◆ EXERCISE GOAL ◆
Starting with the line that contains "You're the final reviewer. Confirm every lawn" and ending with the last line of the listing, print each line exactly. Pictures stay out.

* * * * *

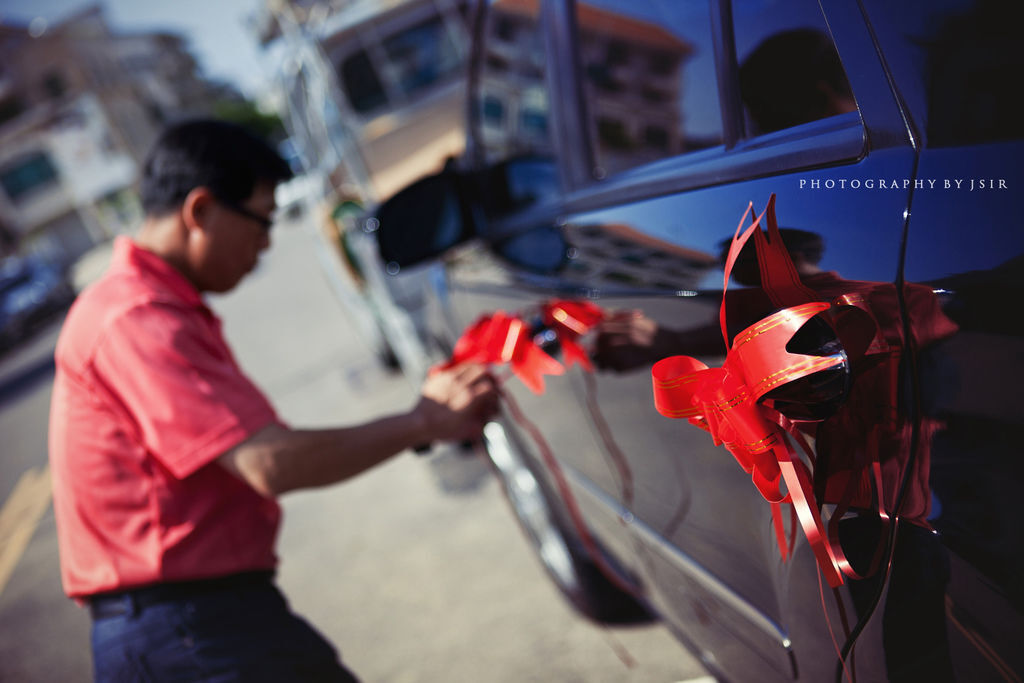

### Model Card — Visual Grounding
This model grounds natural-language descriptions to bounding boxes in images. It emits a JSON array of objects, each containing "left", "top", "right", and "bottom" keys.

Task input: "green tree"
[{"left": 212, "top": 99, "right": 286, "bottom": 144}]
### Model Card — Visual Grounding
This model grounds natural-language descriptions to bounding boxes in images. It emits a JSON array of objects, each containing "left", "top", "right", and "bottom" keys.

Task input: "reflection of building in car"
[
  {"left": 475, "top": 0, "right": 550, "bottom": 160},
  {"left": 264, "top": 0, "right": 474, "bottom": 204},
  {"left": 576, "top": 2, "right": 695, "bottom": 160},
  {"left": 478, "top": 0, "right": 698, "bottom": 169},
  {"left": 564, "top": 222, "right": 717, "bottom": 291}
]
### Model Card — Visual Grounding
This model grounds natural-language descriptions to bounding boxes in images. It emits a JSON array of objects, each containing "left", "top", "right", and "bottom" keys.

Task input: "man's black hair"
[
  {"left": 717, "top": 228, "right": 825, "bottom": 287},
  {"left": 739, "top": 29, "right": 853, "bottom": 135},
  {"left": 139, "top": 119, "right": 293, "bottom": 216}
]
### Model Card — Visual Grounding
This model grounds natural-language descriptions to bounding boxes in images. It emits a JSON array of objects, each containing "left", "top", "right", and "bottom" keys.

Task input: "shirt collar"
[{"left": 111, "top": 237, "right": 206, "bottom": 309}]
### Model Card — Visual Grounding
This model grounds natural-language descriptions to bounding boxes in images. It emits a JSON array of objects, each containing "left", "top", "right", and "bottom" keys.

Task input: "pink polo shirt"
[{"left": 49, "top": 238, "right": 282, "bottom": 599}]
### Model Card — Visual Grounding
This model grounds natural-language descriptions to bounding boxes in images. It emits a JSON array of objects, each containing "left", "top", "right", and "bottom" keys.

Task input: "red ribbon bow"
[
  {"left": 439, "top": 302, "right": 643, "bottom": 599},
  {"left": 650, "top": 197, "right": 855, "bottom": 588},
  {"left": 441, "top": 301, "right": 607, "bottom": 393},
  {"left": 440, "top": 311, "right": 565, "bottom": 394},
  {"left": 541, "top": 300, "right": 605, "bottom": 372},
  {"left": 653, "top": 303, "right": 847, "bottom": 586}
]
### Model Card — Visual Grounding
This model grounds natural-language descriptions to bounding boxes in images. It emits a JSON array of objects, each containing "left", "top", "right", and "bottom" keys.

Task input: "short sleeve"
[{"left": 92, "top": 303, "right": 279, "bottom": 479}]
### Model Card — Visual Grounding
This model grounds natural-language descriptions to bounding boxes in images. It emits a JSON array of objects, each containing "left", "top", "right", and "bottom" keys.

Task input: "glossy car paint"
[{"left": 377, "top": 0, "right": 1023, "bottom": 680}]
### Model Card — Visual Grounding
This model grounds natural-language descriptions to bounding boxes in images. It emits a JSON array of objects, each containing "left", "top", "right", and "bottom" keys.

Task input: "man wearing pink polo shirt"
[{"left": 48, "top": 119, "right": 497, "bottom": 682}]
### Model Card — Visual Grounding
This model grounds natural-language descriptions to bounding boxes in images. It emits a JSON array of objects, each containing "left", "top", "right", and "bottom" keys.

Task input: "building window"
[
  {"left": 43, "top": 72, "right": 67, "bottom": 99},
  {"left": 382, "top": 16, "right": 462, "bottom": 99},
  {"left": 643, "top": 124, "right": 669, "bottom": 148},
  {"left": 606, "top": 40, "right": 630, "bottom": 66},
  {"left": 340, "top": 50, "right": 388, "bottom": 114},
  {"left": 575, "top": 0, "right": 723, "bottom": 178},
  {"left": 648, "top": 49, "right": 675, "bottom": 76},
  {"left": 0, "top": 97, "right": 25, "bottom": 126},
  {"left": 495, "top": 17, "right": 516, "bottom": 42},
  {"left": 482, "top": 94, "right": 505, "bottom": 124},
  {"left": 520, "top": 108, "right": 547, "bottom": 135},
  {"left": 0, "top": 152, "right": 59, "bottom": 202},
  {"left": 475, "top": 1, "right": 555, "bottom": 162},
  {"left": 597, "top": 117, "right": 631, "bottom": 150}
]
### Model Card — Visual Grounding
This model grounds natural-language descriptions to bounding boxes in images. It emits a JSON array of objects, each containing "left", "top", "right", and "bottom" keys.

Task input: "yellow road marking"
[{"left": 0, "top": 465, "right": 53, "bottom": 598}]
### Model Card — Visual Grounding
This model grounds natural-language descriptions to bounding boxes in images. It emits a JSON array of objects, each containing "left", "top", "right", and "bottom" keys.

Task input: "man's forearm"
[
  {"left": 218, "top": 363, "right": 496, "bottom": 497},
  {"left": 219, "top": 412, "right": 430, "bottom": 497}
]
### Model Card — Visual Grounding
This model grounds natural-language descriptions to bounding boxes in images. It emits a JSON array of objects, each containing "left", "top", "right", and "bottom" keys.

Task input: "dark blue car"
[{"left": 371, "top": 1, "right": 1024, "bottom": 680}]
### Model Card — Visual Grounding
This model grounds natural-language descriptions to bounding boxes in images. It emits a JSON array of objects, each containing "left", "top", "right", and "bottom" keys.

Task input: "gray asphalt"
[{"left": 0, "top": 208, "right": 711, "bottom": 682}]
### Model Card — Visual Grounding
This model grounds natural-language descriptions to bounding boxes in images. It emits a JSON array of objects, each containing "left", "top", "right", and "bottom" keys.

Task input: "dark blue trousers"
[{"left": 89, "top": 573, "right": 360, "bottom": 682}]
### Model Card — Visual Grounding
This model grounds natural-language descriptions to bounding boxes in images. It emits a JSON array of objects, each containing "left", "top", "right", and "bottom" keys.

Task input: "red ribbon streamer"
[
  {"left": 652, "top": 303, "right": 848, "bottom": 586},
  {"left": 542, "top": 300, "right": 605, "bottom": 372},
  {"left": 439, "top": 301, "right": 646, "bottom": 598},
  {"left": 439, "top": 311, "right": 564, "bottom": 394},
  {"left": 541, "top": 300, "right": 637, "bottom": 511},
  {"left": 651, "top": 197, "right": 866, "bottom": 588}
]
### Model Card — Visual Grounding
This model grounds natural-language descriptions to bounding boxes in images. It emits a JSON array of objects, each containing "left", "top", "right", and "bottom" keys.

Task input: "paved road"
[{"left": 0, "top": 211, "right": 712, "bottom": 682}]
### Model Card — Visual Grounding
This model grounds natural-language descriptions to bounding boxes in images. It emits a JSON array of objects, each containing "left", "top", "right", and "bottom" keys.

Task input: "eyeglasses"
[{"left": 216, "top": 197, "right": 275, "bottom": 232}]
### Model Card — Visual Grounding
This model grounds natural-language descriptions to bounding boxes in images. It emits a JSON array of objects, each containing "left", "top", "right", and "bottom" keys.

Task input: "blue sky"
[{"left": 0, "top": 0, "right": 272, "bottom": 97}]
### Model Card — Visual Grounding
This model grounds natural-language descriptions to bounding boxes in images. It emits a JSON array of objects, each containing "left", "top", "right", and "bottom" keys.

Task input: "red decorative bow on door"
[
  {"left": 653, "top": 301, "right": 848, "bottom": 586},
  {"left": 651, "top": 196, "right": 861, "bottom": 588}
]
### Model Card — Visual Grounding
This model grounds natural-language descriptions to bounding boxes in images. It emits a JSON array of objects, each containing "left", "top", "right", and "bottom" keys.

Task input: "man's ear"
[{"left": 181, "top": 187, "right": 215, "bottom": 234}]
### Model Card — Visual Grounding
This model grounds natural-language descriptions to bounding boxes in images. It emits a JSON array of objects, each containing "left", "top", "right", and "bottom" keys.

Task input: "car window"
[
  {"left": 0, "top": 151, "right": 59, "bottom": 203},
  {"left": 337, "top": 10, "right": 466, "bottom": 116},
  {"left": 382, "top": 15, "right": 463, "bottom": 99},
  {"left": 733, "top": 0, "right": 856, "bottom": 137},
  {"left": 339, "top": 49, "right": 389, "bottom": 115},
  {"left": 573, "top": 0, "right": 724, "bottom": 180}
]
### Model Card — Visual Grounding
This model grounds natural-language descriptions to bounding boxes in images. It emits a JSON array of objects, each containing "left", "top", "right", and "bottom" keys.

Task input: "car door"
[
  {"left": 860, "top": 1, "right": 1024, "bottom": 679},
  {"left": 433, "top": 0, "right": 646, "bottom": 572},
  {"left": 543, "top": 1, "right": 921, "bottom": 680},
  {"left": 378, "top": 0, "right": 1023, "bottom": 680}
]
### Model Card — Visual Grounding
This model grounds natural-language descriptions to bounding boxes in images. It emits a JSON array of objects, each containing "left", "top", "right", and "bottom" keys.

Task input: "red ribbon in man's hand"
[
  {"left": 439, "top": 311, "right": 564, "bottom": 394},
  {"left": 439, "top": 302, "right": 644, "bottom": 599},
  {"left": 541, "top": 300, "right": 606, "bottom": 372}
]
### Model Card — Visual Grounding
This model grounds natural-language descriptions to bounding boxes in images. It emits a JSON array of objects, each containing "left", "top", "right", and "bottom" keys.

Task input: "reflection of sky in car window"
[
  {"left": 572, "top": 170, "right": 918, "bottom": 291},
  {"left": 573, "top": 0, "right": 1023, "bottom": 288},
  {"left": 581, "top": 0, "right": 850, "bottom": 140}
]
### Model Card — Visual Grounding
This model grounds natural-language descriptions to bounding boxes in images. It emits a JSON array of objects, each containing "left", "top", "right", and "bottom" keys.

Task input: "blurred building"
[
  {"left": 258, "top": 0, "right": 471, "bottom": 203},
  {"left": 0, "top": 6, "right": 234, "bottom": 266}
]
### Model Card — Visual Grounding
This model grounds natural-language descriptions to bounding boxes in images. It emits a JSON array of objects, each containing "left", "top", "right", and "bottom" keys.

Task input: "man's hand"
[
  {"left": 594, "top": 310, "right": 726, "bottom": 372},
  {"left": 219, "top": 364, "right": 499, "bottom": 496},
  {"left": 593, "top": 310, "right": 664, "bottom": 372},
  {"left": 414, "top": 363, "right": 499, "bottom": 443}
]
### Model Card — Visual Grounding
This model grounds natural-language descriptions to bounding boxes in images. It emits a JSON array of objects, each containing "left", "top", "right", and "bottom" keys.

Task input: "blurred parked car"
[
  {"left": 367, "top": 0, "right": 1024, "bottom": 681},
  {"left": 0, "top": 255, "right": 74, "bottom": 352}
]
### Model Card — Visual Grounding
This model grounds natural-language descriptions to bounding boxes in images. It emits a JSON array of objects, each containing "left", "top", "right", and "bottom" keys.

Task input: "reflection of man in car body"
[
  {"left": 593, "top": 213, "right": 959, "bottom": 680},
  {"left": 578, "top": 28, "right": 965, "bottom": 679},
  {"left": 48, "top": 119, "right": 498, "bottom": 682},
  {"left": 738, "top": 28, "right": 858, "bottom": 135}
]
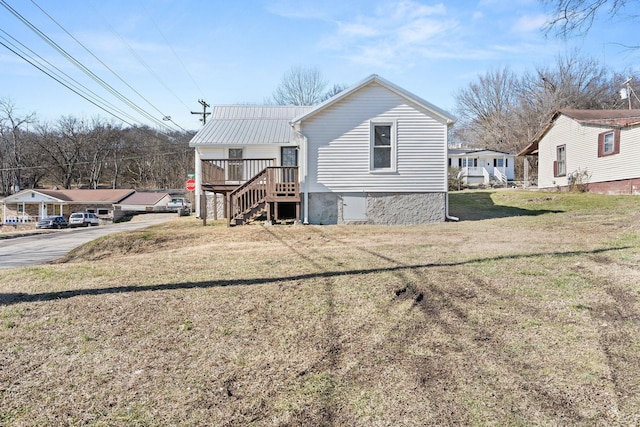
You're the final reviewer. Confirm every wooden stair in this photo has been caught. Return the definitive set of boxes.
[228,167,300,226]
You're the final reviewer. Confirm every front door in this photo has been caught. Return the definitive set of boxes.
[228,148,243,181]
[281,147,298,182]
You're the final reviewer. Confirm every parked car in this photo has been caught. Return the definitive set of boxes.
[36,216,69,229]
[69,212,100,227]
[166,197,192,215]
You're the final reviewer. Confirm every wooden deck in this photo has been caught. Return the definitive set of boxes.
[199,159,300,225]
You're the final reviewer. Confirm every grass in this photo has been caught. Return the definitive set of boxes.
[1,189,639,425]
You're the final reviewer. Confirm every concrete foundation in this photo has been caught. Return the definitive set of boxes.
[306,192,446,225]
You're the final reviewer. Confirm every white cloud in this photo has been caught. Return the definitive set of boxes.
[511,14,549,33]
[319,0,461,69]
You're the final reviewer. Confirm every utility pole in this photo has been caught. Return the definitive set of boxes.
[191,99,211,125]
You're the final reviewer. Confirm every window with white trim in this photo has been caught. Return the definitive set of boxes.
[370,122,395,171]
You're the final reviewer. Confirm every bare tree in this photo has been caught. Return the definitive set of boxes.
[454,68,522,152]
[0,99,36,195]
[541,0,634,42]
[272,66,328,106]
[321,83,349,102]
[517,52,618,139]
[36,117,91,189]
[454,52,626,158]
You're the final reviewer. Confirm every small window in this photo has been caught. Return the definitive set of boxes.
[460,158,477,168]
[598,130,620,157]
[494,158,508,167]
[555,145,566,177]
[98,209,109,215]
[370,122,395,171]
[86,209,95,213]
[281,147,298,167]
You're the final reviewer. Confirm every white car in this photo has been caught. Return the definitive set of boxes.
[69,212,100,227]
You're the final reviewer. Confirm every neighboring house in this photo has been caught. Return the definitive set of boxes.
[190,74,456,225]
[519,109,640,194]
[448,148,515,186]
[114,192,173,214]
[1,189,135,224]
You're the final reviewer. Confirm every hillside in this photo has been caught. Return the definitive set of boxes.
[1,190,639,426]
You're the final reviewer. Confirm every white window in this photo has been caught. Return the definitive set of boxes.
[460,158,477,168]
[495,158,504,167]
[603,132,614,154]
[370,122,396,171]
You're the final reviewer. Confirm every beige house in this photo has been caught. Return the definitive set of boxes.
[519,109,640,194]
[1,189,135,224]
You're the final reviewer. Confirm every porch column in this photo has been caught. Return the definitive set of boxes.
[503,155,507,187]
[524,156,529,189]
[194,150,202,218]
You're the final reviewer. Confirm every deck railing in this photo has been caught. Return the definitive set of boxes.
[201,158,276,185]
[228,166,299,225]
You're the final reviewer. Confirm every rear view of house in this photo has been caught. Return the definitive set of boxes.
[190,75,455,225]
[520,109,640,194]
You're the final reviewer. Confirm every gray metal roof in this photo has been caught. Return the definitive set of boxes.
[190,105,313,145]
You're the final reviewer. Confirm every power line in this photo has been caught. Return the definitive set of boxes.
[138,0,208,102]
[0,0,181,133]
[30,0,187,132]
[0,29,141,126]
[0,36,136,127]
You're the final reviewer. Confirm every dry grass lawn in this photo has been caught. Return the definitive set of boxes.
[1,190,639,426]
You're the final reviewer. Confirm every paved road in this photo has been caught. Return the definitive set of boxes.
[0,214,177,269]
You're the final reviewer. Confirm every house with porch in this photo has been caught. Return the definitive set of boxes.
[519,109,640,194]
[448,148,515,187]
[190,74,456,225]
[1,189,135,224]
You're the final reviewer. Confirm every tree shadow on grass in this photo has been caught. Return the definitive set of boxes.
[449,191,562,221]
[0,246,628,307]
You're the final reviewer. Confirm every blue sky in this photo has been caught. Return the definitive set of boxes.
[1,0,638,131]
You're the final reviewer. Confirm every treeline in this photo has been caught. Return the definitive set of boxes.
[0,99,194,197]
[452,52,639,154]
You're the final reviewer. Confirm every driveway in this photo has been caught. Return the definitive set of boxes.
[0,214,178,269]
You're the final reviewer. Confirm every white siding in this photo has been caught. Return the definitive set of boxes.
[539,115,640,188]
[196,145,283,163]
[301,83,447,193]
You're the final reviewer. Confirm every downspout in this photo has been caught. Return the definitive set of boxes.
[445,194,459,222]
[292,126,309,224]
[445,127,458,222]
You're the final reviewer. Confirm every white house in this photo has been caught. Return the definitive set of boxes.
[519,109,640,194]
[448,148,515,186]
[190,74,456,225]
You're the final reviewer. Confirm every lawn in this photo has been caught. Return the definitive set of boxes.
[1,190,639,426]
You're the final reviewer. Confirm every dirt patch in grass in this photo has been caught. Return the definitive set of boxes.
[1,191,640,425]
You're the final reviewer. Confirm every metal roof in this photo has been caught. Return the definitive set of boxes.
[119,191,170,206]
[190,105,313,146]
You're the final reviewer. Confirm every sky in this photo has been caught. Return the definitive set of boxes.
[1,0,638,132]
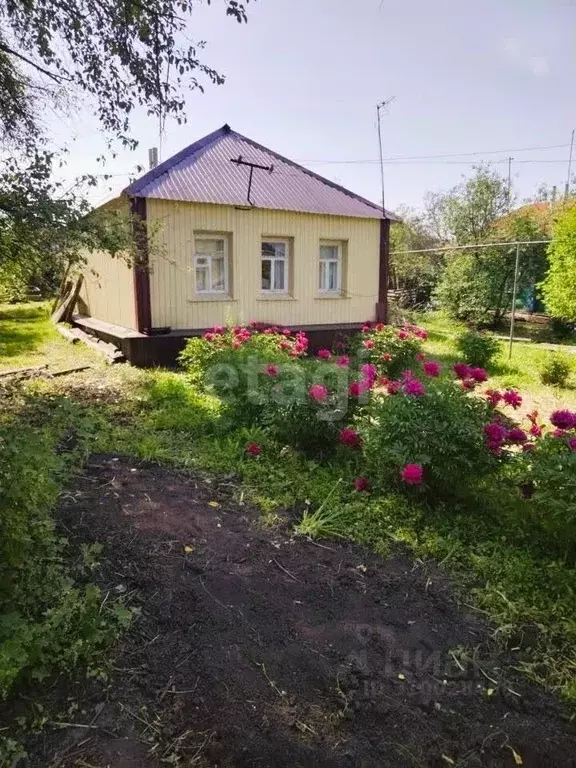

* * * * *

◆ RESULT OF THE TASK ◆
You're the final reviewer. Confirm every lawn in this photo has been caught. Return the definitive set of boxes.
[1,190,639,426]
You're the final reviewer. Confirm every dirt patch in grass in this photo has been caught. Return the definitive set of boxes.
[1,191,640,425]
You're the final reviewer. Confirm every metal roof in this photo has been caught. Return the definitive set of boxes.
[119,191,170,206]
[190,105,313,146]
You're the final reviewer. Confirm every sky in this photo has been caught. Return the definitive set of boxes.
[1,0,638,132]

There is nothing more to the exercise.